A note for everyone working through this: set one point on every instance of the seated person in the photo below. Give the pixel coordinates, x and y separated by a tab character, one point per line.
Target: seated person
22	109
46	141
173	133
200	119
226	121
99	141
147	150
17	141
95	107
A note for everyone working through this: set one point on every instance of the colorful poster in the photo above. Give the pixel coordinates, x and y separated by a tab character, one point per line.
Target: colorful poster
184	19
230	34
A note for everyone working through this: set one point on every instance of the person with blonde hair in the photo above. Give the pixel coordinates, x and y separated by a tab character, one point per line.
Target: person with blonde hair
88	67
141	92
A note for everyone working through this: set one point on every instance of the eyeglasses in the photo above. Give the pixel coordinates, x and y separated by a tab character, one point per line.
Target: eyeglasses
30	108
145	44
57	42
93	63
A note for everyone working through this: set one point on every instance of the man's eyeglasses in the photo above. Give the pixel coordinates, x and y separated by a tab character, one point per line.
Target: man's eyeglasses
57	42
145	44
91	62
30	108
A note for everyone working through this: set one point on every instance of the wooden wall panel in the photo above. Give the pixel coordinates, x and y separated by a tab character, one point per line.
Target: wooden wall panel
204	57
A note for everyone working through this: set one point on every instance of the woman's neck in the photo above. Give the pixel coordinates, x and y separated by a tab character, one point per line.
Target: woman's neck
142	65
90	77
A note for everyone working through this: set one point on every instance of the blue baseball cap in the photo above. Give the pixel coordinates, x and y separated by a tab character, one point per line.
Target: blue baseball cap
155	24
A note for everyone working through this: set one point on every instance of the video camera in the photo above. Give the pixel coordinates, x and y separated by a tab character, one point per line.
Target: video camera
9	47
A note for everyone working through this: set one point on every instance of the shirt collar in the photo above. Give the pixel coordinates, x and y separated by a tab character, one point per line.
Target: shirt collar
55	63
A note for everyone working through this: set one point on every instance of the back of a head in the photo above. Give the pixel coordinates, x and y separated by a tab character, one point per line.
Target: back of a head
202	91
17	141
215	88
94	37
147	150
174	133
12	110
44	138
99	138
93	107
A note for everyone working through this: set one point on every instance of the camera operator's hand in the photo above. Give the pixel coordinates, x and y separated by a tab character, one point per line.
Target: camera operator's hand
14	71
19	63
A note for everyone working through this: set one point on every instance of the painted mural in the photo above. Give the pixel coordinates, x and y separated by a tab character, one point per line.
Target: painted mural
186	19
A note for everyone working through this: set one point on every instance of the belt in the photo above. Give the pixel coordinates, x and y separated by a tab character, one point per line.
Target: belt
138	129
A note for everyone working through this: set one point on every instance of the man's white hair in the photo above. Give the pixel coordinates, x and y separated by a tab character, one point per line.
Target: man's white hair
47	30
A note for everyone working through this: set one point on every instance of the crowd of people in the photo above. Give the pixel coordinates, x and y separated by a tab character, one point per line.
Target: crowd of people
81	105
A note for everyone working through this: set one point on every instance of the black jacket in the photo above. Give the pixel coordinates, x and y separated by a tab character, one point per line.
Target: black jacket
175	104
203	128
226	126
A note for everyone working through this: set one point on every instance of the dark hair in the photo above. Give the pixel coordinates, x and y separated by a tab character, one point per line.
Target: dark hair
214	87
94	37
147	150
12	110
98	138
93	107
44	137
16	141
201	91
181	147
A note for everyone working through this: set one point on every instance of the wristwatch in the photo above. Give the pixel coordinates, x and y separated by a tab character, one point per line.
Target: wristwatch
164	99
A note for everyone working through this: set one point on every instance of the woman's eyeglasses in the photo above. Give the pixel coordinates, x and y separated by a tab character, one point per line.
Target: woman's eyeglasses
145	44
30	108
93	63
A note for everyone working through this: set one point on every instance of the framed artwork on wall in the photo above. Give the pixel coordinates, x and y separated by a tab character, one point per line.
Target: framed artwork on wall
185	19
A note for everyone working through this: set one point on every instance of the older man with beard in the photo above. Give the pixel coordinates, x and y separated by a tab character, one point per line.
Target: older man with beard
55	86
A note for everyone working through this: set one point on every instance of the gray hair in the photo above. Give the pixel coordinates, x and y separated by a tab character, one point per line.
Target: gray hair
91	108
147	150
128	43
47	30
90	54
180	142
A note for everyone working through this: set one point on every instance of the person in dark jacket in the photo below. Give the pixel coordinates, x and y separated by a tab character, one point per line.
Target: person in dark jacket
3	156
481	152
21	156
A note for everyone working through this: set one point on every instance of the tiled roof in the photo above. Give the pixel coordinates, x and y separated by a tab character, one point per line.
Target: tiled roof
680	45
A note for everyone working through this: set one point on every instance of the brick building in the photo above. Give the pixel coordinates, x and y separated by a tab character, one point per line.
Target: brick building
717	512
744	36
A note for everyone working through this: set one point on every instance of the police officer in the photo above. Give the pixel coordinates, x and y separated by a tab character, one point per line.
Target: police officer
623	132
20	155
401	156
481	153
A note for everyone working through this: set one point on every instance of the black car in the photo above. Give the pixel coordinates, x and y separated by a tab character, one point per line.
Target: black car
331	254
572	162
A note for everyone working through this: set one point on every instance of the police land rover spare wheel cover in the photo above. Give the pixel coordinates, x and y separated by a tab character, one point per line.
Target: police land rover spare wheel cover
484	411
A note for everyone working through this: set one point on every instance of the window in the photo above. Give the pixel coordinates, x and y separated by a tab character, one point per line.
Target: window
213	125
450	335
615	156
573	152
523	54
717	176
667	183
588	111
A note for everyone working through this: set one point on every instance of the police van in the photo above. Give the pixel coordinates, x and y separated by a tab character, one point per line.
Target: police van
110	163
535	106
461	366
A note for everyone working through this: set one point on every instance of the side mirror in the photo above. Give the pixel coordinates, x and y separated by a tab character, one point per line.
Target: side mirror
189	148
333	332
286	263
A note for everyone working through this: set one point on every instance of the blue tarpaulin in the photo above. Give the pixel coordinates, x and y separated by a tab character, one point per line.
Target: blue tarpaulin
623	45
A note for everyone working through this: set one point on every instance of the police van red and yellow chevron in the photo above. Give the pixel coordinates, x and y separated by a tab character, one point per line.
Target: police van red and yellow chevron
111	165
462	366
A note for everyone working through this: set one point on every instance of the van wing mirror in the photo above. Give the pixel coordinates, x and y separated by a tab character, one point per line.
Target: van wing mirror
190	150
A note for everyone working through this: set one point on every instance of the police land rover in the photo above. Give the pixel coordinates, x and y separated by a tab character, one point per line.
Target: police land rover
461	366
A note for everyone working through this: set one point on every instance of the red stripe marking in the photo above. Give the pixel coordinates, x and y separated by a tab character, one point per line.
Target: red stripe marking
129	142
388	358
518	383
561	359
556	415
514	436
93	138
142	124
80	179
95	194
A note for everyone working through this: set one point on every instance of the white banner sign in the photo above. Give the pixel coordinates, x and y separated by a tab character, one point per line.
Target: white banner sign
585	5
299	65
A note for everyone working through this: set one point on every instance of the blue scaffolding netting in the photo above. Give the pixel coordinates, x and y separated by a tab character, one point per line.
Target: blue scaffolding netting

+++

Task details: Copy the material above verbatim.

Exercise solution:
A note for everyone working through this: set one point on every instance of the seated person in the photo below. Give the pixel coordinates, x and y separated by a tab character, one point per line.
Target: seated person
22	109
46	141
173	133
200	119
226	121
99	141
147	150
17	141
95	107
A note for everyone working through this: set one point on every instance of the colorful poster in the photo above. Give the pixel coordinates, x and y separated by a tab character, one point per line.
Target: colorful poster
184	19
230	34
A note for everyone working through this: set one point on every instance of the person with blonde hair in the photo above. Give the pixel coordinates, x and y separated by a tab character, one point per line.
Target: person with blonde hair
88	67
141	92
A note for everyone working through this: set one point on every instance of the eyeglasses in the photo above. Give the pixel coordinates, x and y separated by a tab character, one point per line.
Target: eyeglasses
30	108
145	44
57	42
93	63
A note for everyone working through this: set one point on every instance of the man's eyeglasses in the photo above. Give the pixel coordinates, x and y separated by a tab character, one point per line.
Target: man's eyeglasses
57	42
145	44
91	62
30	108
A note for everyone working through this: set one point on every instance of the wooden wall panel in the photo above. Give the pixel coordinates, x and y separated by a tab character, one point per line.
Target: wooden wall panel
204	57
A note for everyone working through this: set one point on every instance of the woman's neck in the photo above. Give the pixel coordinates, x and y separated by a tab character, one point per line.
Target: woman's neck
142	65
90	77
A note for everyone working through this: set one point on every instance of the blue baseball cap in the photo above. Give the pixel coordinates, x and y separated by a tab character, one point per line.
Target: blue baseball cap
155	24
A note for everyone working through this: set one point on every instance of the video camera in the photo above. Give the pixel coordinates, x and y separated by a tab character, one point per line.
Target: video camera
9	47
A note for everyone working through this: set one point on every instance of the shirt collar in the photo above. Give the pixel coordinates, x and y separated by a tab character, one point per line.
Target: shirt collar
55	63
A note for everyone working through this: set one point on every instance of the back of a head in the photo above. Give the pixel coordinates, x and y separated by a tab character, one point per line.
Target: back of a head
202	91
17	141
215	88
94	37
147	150
174	133
12	110
44	138
99	138
93	107
A note for everyone working through this: set one point on every instance of the camera operator's hand in the photo above. Give the pixel coordinates, x and y separated by a tab character, one point per line.
Target: camera operator's hand
14	71
19	63
A note for everyone working through this: set one point on every instance of the painted mural in the photo above. Give the pixel coordinates, x and y separated by a tab character, one point per line.
Target: painted mural
186	19
A note for everyone working through this: set one point on every instance of the belt in the photo above. Give the pixel coordinates, x and y separated by a tab character, one point per line.
Target: belt
138	129
A note for everyone working through this: set one point on every instance of the man's white hair in the photo above. Give the pixel coordinates, x and y separated by a tab character, one point per line.
Target: man's white hair
47	30
A note for everyone working through this: set one point on every instance of the crowd of people in the photo above. Give the pixel coordinates, x and y separated by a tab character, one point per line.
Target: crowd of people
81	105
A note for everyone working through this: set one point on every instance of the black jacket in the photo above. Give the pixel coordinates, x and y separated by a tab character, one point per line.
Target: black jacket
175	104
203	128
226	126
A note for everyone working through this: set one point on every instance of the dark hair in the photo above. Give the pixel coordinates, x and y separated by a tab character, one point per line.
Target: dark hair
214	87
94	37
147	150
12	110
98	138
93	107
44	137
16	141
201	91
181	147
A note for everyone working through this: set one point on every instance of the wristwatch in the photo above. Give the pixel coordinates, x and y separated by a tab character, one point per line.
Target: wristwatch
164	99
A note for everyone working through this: set one point on every instance of the woman's eyeglasses in the photo above. Give the pixel coordinates, x and y separated by a tab character, one point per line.
Target: woman's eyeglasses
145	44
30	108
93	63
A note for everyone working through this: set one point on every instance of the framed artwork on wall in the photo above. Give the pixel coordinates, x and y separated by a tab character, one point per line.
Target: framed artwork on wall
185	19
A note for everyone working through this: set one point on every instance of the older man with beard in the photo above. Give the pixel coordinates, x and y separated by a tab character, one point per line.
Target: older man with beard
55	86
A note for everyone working through this: set one point on every instance of the gray hair in the photo above. Give the pixel coordinates, x and y separated by a tab character, one point per line.
Target: gray hair
91	108
147	150
128	43
47	30
90	54
180	142
A note for everyone working through this: set one point on every instance of the person in dark jacket in the photo below. Give the pixel coordinates, x and y separated by a tab character, one point per line.
Target: person in dark jacket
3	156
481	152
21	156
A note for everyone working through this: set one point on every instance of the tiled roof in the photo above. Give the pixel coordinates, x and y separated by a tab character, one point per line.
Target: tiled roof
680	45
A note for everyone working through this: set one point on every instance of the brick building in the photo above. Give the pixel coordinates, x and y separated by a tab character, one point per line.
Target: brick building
717	512
744	36
A note for everyone working through this: set one point on every instance of the police officer in the photo above. Give the pixel coordinates, x and y separated by a tab character, one point per line.
Target: police officer
623	132
20	155
401	156
481	153
A note for everyone working through this: set one point on every instance of the black car in the photo above. Give the pixel coordinates, x and y separated by a tab character, one point per line.
Target: black car
331	254
572	162
A note for everyone working through this: set one point on every instance of the police land rover spare wheel cover in the photo above. Give the pixel coordinates, x and y separated by a tab character, one point per line.
Target: police land rover spare wheel cover
484	411
A note for everyone working through this: set one point on every instance of the window in the photo above. Give the pixel coordinates, x and y separated by a tab character, one point per line.
Target: window
213	125
450	335
615	156
573	152
523	54
717	176
667	183
588	111
A note for everyone working through this: set one point on every instance of the police van in the photo above. Give the pixel coordinates, x and y separated by a tab character, one point per line.
Target: police van
110	163
535	106
461	366
A note for everyone working through this: set one point on every instance of the side mirror in the photo above. Give the pixel coordinates, x and y separated by a tab character, one point per line.
Target: side mirror
189	148
333	332
286	263
A note for everyone working through this: set one point on every instance of the blue tarpaulin in the photo above. Give the pixel coordinates, x and y separated by a tab character, one point per line.
Target: blue tarpaulin
623	45
A note for everyone working through this: set one point on every instance of the police van red and yellow chevron in the photo above. Give the pixel coordinates, x and y separated by a tab character, one point per line.
Target: police van red and yellow chevron
111	165
462	366
A note for everyone working through this: set one point on every instance of the van wing mirror in the photo above. Give the pixel coordinates, x and y separated by a tab character, one point per line.
Target: van wing mirror
190	150
A note for everyone working through this: set one point on every instance of the police land rover in the photo above. Give the pixel coordinates, x and y separated by a tab character, one point per line.
Target: police land rover
461	366
A note for everyone working through this: set one point on every instance of the red stripe marking in the photo above. Give the pixel coordinates, x and y separated by a tab character, one point per line.
Target: red stripe marking
129	142
388	358
518	383
561	359
556	415
514	436
93	138
142	124
80	179
95	194
A note for everyone working through this: set one point on every instance of the white banner sign in the photo above. Give the pixel coordinates, x and y separated by a tab character, one point per line.
Target: white banner sign
585	5
299	65
A note for everyone working through this: set one point on every instance of the blue scaffolding netting in the photo above. Give the pixel coordinates, x and y separated by a tab character, one point per line.
Target: blue scaffolding netting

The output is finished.